## Aufgabe
Schreiben Sie den Text über Unwetterkatastrophen und das Hochwasser in Braunsbach vollständig und buchstabengetreu ab.

## Vorliegender Text
----

In immer kürzeren Abständen zeigen Nachrichten Bilder von Katastrophen, die sich in Zeiten des Klimawandels offensichtlich häufen. Dürremonate mit Ernteausfällen und Bränden, Stürme mit deutlichen Ausprägungen zu Tornados und vor allem Überschwemmungen, vor denen kaum ein Ort sicher sein kann, lassen auch für unsere Region Schlimmes befürchten.



Der Schock von 2016
Die Bilder aus Braunsbach (Kreis Schwäbisch Hall) Ende Mai 2016 schockierten. Aus einer sich nur langsam bewegenden Gewitterzelle fielen in kurzer Zeit enorme Niederschlagsmengen und sorgten für verheerende Überflutungen. Trotz allem hatte der übelst getroffene Ort Glück im Unglück: Es gab dort nur materielle Schäden, allerdings in einer Höhe von rund 47 Millionen Euro.

----

## Auszüge der Einträge
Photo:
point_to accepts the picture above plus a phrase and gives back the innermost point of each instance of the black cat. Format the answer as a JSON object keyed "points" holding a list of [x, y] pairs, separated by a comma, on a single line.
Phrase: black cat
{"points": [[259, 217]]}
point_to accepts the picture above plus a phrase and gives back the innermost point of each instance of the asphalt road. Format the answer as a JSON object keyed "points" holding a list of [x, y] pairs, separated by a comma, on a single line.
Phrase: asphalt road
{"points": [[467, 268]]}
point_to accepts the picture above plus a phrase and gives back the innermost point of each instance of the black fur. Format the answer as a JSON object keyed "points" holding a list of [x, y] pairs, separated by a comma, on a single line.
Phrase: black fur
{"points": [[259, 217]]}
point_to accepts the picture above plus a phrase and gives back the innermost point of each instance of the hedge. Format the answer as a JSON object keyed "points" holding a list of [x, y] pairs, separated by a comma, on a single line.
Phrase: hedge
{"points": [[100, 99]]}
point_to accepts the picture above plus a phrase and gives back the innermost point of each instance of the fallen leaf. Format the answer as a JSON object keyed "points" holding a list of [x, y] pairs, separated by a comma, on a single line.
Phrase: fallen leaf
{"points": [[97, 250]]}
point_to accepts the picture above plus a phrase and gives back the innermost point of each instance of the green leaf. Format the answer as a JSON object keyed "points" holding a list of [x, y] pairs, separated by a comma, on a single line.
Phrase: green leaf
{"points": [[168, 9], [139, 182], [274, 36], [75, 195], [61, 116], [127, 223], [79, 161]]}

----

## Lösung
In immer kürzeren Abständen zeigen Nachrichten Bilder von Katastrophen, die sich in Zeiten des Klimawandels offensichtlich häufen. Dürremonate mit Ernteausfällen und Bränden, Stürme mit deutlichen Ausprägungen zu Tornados und vor allem Überschwemmungen, vor denen kaum ein Ort sicher sein kann, lassen auch für unsere Region Schlimmes befürchten.



Der Schock von 2016
Die Bilder aus Braunsbach (Kreis Schwäbisch Hall) Ende Mai 2016 schockierten. Aus einer sich nur langsam bewegenden Gewitterzelle fielen in kurzer Zeit enorme Niederschlagsmengen und sorgten für verheerende Überflutungen. Trotz allem hatte der übelst getroffene Ort Glück im Unglück: Es gab dort nur materielle Schäden, allerdings in einer Höhe von rund 47 Millionen Euro.